Records from a data collection
+===+

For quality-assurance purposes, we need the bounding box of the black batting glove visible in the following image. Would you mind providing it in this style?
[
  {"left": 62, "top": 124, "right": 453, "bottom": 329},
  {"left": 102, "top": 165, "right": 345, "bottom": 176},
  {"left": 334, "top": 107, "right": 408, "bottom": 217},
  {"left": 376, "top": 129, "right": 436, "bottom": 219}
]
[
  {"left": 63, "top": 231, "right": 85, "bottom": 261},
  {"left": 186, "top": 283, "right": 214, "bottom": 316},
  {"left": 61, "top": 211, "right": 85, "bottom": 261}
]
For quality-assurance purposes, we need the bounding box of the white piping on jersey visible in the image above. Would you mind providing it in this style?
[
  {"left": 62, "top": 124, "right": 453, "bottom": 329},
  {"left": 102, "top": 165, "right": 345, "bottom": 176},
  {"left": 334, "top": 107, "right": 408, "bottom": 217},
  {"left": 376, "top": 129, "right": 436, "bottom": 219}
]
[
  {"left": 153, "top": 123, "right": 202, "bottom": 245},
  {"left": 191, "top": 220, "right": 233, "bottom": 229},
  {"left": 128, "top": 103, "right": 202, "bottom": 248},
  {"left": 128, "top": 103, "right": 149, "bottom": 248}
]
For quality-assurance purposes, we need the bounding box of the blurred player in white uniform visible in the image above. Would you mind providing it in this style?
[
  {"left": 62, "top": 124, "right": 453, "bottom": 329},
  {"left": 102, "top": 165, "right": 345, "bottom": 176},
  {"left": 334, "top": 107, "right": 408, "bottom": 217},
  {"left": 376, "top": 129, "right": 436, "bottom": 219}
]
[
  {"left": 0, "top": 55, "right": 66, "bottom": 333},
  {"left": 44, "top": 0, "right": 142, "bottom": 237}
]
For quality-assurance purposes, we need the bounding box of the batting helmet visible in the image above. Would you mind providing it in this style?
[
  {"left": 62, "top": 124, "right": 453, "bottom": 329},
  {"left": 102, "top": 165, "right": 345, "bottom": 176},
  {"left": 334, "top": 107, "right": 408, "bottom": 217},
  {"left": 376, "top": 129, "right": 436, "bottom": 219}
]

+===+

- Written task -
Update the listing above by replacing "quality-assurance" with "auditing" wherever it appears. Keep every other part of the listing the same.

- Solved exercise -
For auditing purposes, we need the bounding box of the black batting glove visible in the following image. Would you mind providing it in this style?
[
  {"left": 62, "top": 124, "right": 453, "bottom": 329},
  {"left": 102, "top": 165, "right": 345, "bottom": 176},
  {"left": 334, "top": 107, "right": 408, "bottom": 217},
  {"left": 376, "top": 129, "right": 436, "bottom": 219}
]
[
  {"left": 63, "top": 231, "right": 85, "bottom": 261},
  {"left": 186, "top": 283, "right": 214, "bottom": 316},
  {"left": 61, "top": 211, "right": 85, "bottom": 261}
]
For auditing purposes, we need the bounding box of the white piping on jersey visible in the image above. Would you mind providing it in this style?
[
  {"left": 62, "top": 124, "right": 453, "bottom": 329},
  {"left": 102, "top": 165, "right": 345, "bottom": 176},
  {"left": 334, "top": 107, "right": 408, "bottom": 217},
  {"left": 376, "top": 129, "right": 436, "bottom": 219}
]
[
  {"left": 153, "top": 123, "right": 202, "bottom": 245},
  {"left": 191, "top": 220, "right": 233, "bottom": 229},
  {"left": 128, "top": 103, "right": 202, "bottom": 248},
  {"left": 128, "top": 103, "right": 149, "bottom": 248}
]
For auditing purposes, we need the bounding box of the blurred player in white uniform visible in the image above. Would you mind providing it in this style?
[
  {"left": 62, "top": 124, "right": 453, "bottom": 329},
  {"left": 102, "top": 165, "right": 345, "bottom": 176},
  {"left": 334, "top": 107, "right": 408, "bottom": 217},
  {"left": 376, "top": 129, "right": 436, "bottom": 219}
]
[
  {"left": 0, "top": 55, "right": 66, "bottom": 333},
  {"left": 44, "top": 0, "right": 142, "bottom": 237}
]
For auditing purposes, we need the bounding box of the batting helmet visible in the image above. Would you mind providing it in this style?
[
  {"left": 62, "top": 124, "right": 453, "bottom": 329},
  {"left": 102, "top": 165, "right": 345, "bottom": 176},
  {"left": 334, "top": 107, "right": 408, "bottom": 217},
  {"left": 376, "top": 129, "right": 436, "bottom": 219}
]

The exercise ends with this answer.